• **Working data**:
****************************************

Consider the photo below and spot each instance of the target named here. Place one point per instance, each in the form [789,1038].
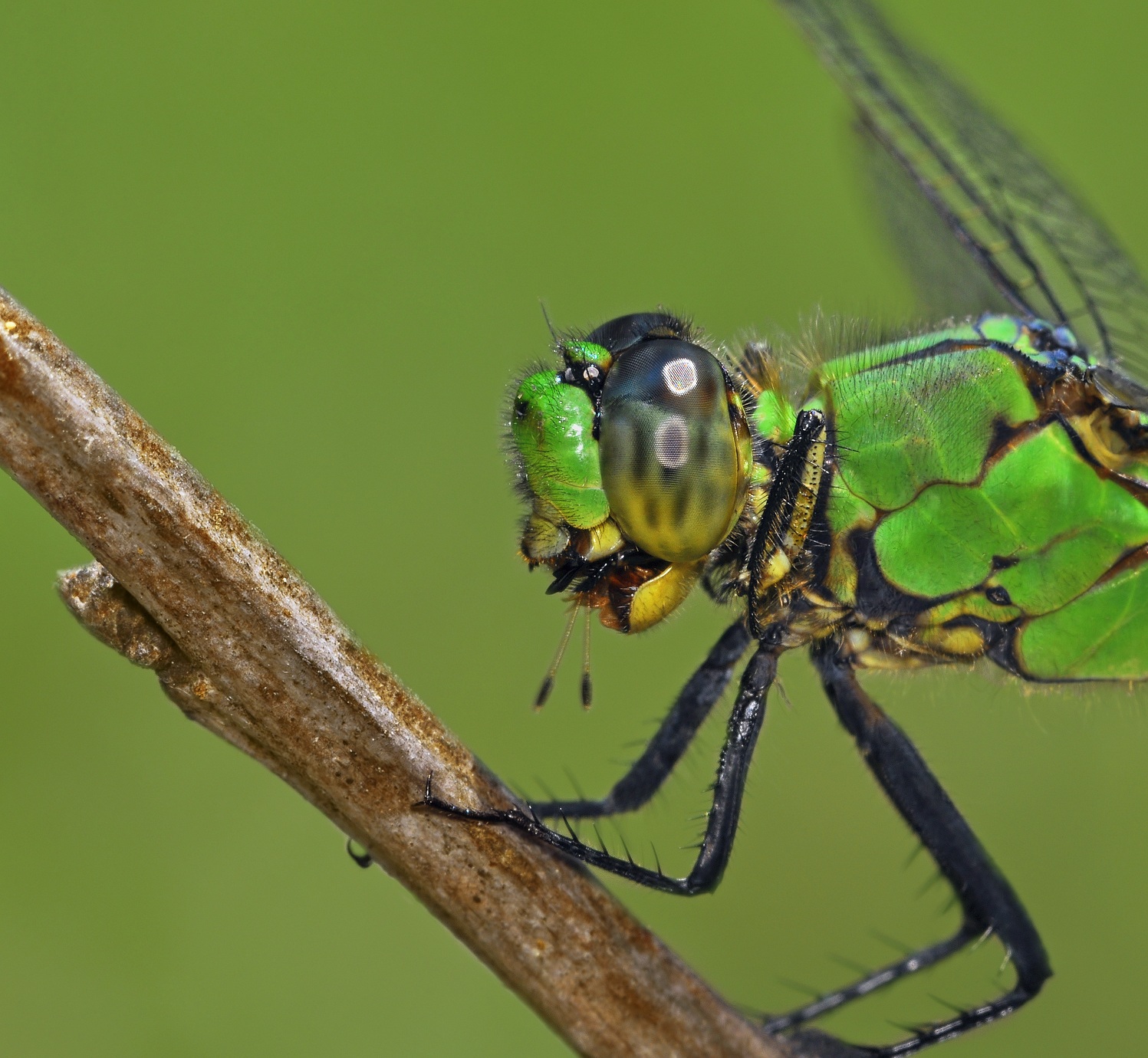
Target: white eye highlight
[672,440]
[681,376]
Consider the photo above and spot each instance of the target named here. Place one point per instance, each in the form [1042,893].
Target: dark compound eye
[674,459]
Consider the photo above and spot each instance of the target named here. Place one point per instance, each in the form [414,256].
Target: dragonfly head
[636,458]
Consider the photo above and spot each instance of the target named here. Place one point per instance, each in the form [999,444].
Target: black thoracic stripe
[782,503]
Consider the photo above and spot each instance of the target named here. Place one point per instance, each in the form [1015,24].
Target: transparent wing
[949,281]
[1041,251]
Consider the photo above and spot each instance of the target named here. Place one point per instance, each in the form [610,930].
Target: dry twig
[246,647]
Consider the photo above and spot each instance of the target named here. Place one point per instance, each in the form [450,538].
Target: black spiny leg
[741,738]
[673,738]
[988,900]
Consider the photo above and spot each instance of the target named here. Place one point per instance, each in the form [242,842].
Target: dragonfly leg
[742,736]
[673,738]
[986,898]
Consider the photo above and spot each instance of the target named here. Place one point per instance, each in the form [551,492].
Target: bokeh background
[309,245]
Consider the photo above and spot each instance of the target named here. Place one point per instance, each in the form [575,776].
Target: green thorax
[985,497]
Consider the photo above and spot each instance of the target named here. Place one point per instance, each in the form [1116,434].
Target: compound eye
[675,449]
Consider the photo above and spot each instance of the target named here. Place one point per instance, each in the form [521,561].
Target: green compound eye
[675,449]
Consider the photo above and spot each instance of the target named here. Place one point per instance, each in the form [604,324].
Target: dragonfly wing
[949,281]
[1045,254]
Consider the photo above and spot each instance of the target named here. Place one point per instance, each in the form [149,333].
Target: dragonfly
[976,490]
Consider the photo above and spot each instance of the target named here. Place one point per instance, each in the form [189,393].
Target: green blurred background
[309,245]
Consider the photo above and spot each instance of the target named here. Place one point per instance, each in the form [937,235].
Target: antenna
[548,684]
[550,326]
[587,683]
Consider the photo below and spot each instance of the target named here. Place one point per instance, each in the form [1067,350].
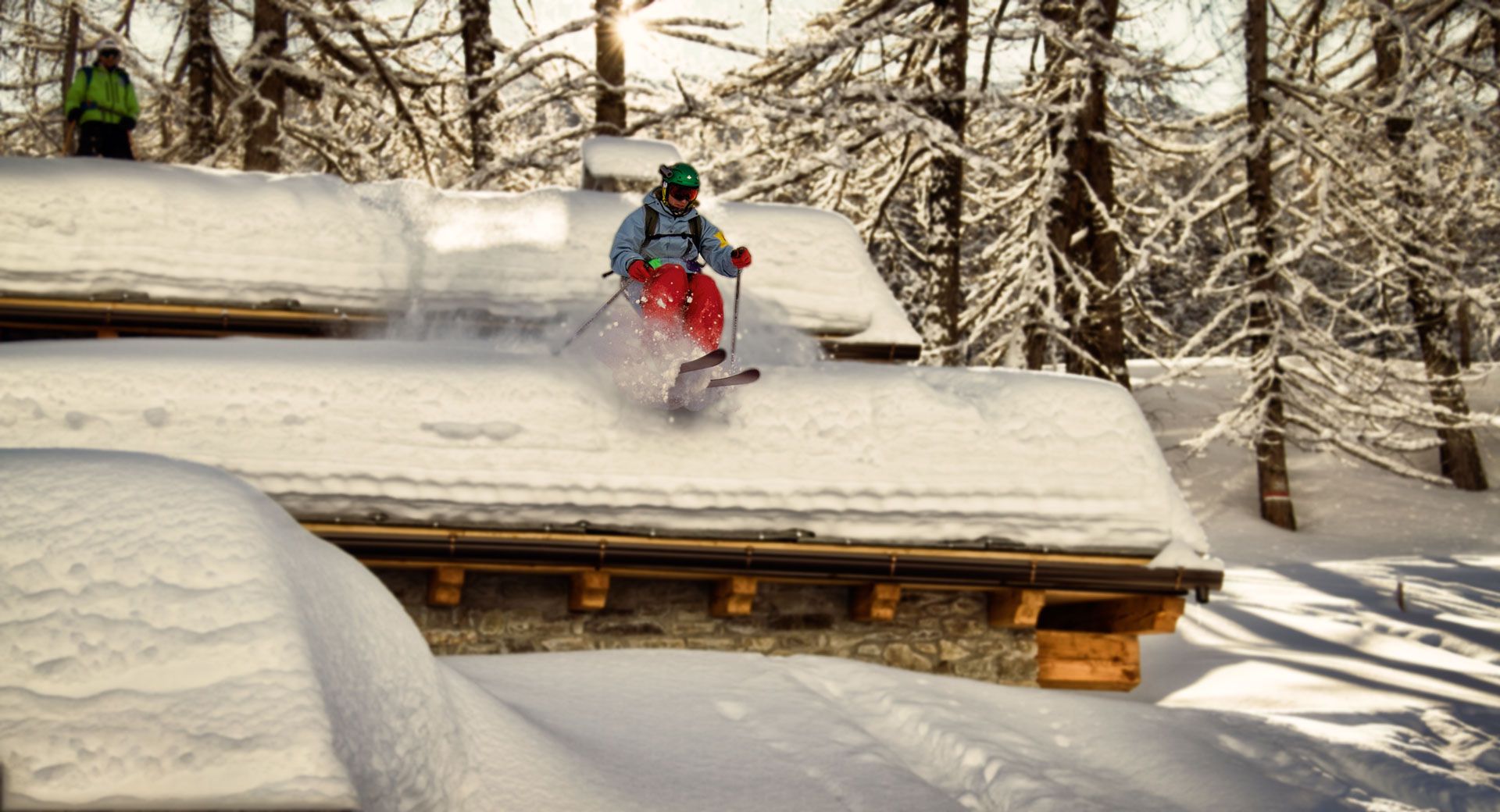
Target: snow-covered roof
[176,233]
[629,159]
[213,661]
[479,433]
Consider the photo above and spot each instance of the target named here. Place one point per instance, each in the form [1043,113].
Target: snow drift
[176,640]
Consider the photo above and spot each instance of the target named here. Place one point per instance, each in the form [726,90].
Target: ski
[749,376]
[704,361]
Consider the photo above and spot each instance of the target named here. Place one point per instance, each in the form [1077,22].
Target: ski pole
[734,326]
[598,313]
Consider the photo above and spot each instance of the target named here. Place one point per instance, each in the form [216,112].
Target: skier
[102,105]
[663,246]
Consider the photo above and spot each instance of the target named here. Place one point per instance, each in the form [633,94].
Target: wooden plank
[1138,614]
[339,531]
[1088,661]
[734,597]
[446,586]
[875,603]
[1016,609]
[590,590]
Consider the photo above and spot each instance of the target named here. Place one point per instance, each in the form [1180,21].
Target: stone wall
[935,631]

****************************************

• **About this exercise**: Output only the lines from the one holding "the form [216,112]." through the last line above, exactly as they appear.

• **Answer section**:
Consider the photo above and spot each instance of the target named here. Place one point per instance, each in the form [216,112].
Target: skier
[102,105]
[663,246]
Consider the photo above and spot each instance of the target named here. Place one point per instance, each in the form [633,94].
Target: wooden plank
[1138,614]
[339,531]
[1088,661]
[734,597]
[446,586]
[875,603]
[1016,609]
[590,590]
Consider the photo above and spot each instance of the target named here. Place one point per instance, each in the form [1180,21].
Target: stone wall
[935,631]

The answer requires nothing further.